■ Job:
Copy the items from their beginning through the line containing "negative clicks: (525, 269) (434, 369)", substituting "foreground" for "positive" and leaving everything else unchanged.
+===+
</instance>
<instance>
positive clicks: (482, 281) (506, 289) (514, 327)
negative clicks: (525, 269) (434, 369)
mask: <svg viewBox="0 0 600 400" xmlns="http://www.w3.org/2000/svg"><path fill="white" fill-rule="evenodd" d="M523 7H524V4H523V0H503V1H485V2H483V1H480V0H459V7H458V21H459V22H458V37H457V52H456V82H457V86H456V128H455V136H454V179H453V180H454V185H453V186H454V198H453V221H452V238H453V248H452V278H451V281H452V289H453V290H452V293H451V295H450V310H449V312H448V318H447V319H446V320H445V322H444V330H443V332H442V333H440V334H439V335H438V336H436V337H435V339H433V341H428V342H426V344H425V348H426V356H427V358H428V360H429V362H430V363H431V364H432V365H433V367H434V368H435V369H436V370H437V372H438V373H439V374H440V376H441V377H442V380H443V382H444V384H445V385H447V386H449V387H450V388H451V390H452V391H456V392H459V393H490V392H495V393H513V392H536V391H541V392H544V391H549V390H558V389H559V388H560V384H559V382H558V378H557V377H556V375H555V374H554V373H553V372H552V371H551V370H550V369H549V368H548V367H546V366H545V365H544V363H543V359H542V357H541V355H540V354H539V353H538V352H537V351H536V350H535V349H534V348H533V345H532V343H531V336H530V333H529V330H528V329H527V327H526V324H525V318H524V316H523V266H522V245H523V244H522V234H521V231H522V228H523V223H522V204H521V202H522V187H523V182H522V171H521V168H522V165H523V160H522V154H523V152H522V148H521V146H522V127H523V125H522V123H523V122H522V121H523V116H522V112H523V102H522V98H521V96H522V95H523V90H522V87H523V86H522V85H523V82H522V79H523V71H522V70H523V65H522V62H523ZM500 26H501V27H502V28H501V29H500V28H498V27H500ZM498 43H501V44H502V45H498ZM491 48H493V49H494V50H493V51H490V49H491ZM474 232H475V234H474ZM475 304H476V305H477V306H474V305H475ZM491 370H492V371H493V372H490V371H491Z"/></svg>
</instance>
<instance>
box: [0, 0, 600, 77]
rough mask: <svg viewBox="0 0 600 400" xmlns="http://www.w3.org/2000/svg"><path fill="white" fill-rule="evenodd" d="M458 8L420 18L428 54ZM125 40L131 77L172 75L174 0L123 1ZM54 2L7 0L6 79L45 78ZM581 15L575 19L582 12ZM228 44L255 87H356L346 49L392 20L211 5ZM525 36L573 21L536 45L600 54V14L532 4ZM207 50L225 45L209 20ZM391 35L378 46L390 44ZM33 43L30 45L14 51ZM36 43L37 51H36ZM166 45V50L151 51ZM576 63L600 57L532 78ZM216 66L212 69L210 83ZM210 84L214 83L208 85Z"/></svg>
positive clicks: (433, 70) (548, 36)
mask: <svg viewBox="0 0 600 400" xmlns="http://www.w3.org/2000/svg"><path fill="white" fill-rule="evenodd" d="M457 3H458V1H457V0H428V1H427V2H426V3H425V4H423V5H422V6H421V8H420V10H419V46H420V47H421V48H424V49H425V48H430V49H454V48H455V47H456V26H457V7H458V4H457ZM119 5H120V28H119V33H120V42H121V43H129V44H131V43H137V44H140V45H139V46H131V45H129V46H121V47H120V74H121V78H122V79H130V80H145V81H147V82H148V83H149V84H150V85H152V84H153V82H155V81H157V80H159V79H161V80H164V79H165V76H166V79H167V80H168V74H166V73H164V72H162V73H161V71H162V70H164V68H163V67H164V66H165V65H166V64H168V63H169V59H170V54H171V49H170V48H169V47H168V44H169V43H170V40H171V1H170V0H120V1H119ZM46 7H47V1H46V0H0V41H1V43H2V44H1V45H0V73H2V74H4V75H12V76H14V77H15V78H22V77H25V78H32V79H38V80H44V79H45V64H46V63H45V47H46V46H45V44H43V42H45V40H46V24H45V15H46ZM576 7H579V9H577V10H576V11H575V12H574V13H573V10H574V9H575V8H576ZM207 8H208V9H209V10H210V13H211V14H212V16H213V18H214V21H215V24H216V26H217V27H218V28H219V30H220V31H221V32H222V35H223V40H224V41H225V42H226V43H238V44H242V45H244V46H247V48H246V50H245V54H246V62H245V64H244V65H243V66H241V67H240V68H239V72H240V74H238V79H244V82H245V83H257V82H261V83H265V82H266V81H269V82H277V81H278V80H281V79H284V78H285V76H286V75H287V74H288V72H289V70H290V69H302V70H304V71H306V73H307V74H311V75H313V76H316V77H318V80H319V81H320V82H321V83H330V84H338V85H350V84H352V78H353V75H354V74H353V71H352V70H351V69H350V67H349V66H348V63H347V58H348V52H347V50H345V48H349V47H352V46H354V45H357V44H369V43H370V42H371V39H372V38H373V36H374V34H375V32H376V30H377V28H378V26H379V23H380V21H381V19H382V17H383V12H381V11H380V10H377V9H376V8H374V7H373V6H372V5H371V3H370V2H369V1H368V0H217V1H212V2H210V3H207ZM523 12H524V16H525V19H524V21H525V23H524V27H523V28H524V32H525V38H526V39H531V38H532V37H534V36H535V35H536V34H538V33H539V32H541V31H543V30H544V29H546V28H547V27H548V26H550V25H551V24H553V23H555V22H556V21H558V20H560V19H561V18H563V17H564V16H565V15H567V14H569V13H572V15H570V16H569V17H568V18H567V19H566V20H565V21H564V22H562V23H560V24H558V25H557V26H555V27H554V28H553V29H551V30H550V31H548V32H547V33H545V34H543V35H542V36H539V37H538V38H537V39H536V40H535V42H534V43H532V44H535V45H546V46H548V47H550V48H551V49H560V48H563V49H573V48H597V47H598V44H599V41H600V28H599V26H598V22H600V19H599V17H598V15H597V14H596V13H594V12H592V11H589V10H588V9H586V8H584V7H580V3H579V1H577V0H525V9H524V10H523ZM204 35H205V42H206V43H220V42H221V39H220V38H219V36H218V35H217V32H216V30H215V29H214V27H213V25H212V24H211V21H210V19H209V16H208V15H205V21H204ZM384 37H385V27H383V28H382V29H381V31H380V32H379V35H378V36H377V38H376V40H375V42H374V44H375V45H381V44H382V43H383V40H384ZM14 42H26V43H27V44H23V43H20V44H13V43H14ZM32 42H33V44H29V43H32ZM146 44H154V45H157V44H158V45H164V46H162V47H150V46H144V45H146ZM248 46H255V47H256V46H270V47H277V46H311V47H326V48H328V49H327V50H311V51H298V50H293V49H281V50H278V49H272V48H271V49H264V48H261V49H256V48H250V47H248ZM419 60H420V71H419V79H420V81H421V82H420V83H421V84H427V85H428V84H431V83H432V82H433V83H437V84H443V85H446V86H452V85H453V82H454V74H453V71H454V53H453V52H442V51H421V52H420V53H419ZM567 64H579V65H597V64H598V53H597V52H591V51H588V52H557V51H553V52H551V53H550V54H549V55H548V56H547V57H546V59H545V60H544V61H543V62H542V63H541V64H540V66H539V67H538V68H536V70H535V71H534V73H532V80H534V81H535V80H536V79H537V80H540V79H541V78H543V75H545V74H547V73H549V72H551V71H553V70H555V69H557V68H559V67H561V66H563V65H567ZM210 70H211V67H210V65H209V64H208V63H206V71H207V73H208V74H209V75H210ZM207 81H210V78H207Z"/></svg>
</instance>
+===+
■ Expected answer:
</instance>
<instance>
foreground clicks: (482, 281) (506, 289) (514, 327)
negative clicks: (525, 269) (434, 369)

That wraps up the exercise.